▶ WHAT YOU SHOULD DO
Copy each line that contains the string "instance", taking them from the material.

▶ INPUT MATERIAL
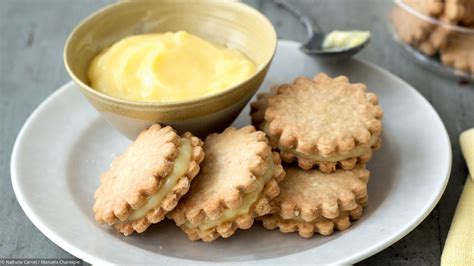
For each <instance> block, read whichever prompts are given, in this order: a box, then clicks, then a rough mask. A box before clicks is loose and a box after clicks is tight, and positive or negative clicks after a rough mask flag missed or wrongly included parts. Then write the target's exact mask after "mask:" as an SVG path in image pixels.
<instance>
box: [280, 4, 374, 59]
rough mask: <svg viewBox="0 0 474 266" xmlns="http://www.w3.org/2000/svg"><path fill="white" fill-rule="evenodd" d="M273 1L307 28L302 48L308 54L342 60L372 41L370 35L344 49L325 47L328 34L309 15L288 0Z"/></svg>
mask: <svg viewBox="0 0 474 266" xmlns="http://www.w3.org/2000/svg"><path fill="white" fill-rule="evenodd" d="M273 2H274V3H275V4H276V5H277V6H278V7H280V8H283V9H285V10H286V11H288V12H289V13H290V14H292V15H293V16H294V17H296V18H297V19H298V20H299V21H300V23H301V24H303V26H304V27H305V29H306V32H307V34H308V39H307V41H305V42H303V43H302V44H301V50H302V51H303V52H305V53H306V54H309V55H312V56H314V57H316V58H318V59H320V60H323V61H333V62H337V61H341V60H346V59H349V58H351V57H352V56H353V55H355V54H357V53H358V52H360V51H361V50H362V49H364V47H365V46H367V44H368V43H369V42H370V36H369V38H367V40H366V41H365V42H363V43H361V44H359V45H356V46H352V47H349V48H343V49H324V48H323V42H324V39H325V38H326V36H327V34H326V33H325V32H323V31H321V30H320V27H319V26H317V25H316V23H315V22H314V21H312V20H311V19H310V18H309V17H308V16H305V15H303V14H302V13H301V11H300V10H298V9H297V8H295V7H294V6H293V5H292V4H290V3H289V2H288V1H286V0H273Z"/></svg>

▶ REPLY
For each <instance> block, read whichever prompts are given, in this order: a box, then clicks, then a rough mask. A box before clicks is loose and a box after clicks is tight, and positive or negative clicks after a rough mask flag missed or wrongly included parts. Then write the target's exact mask after "mask:" as an SVG path in image pixels.
<instance>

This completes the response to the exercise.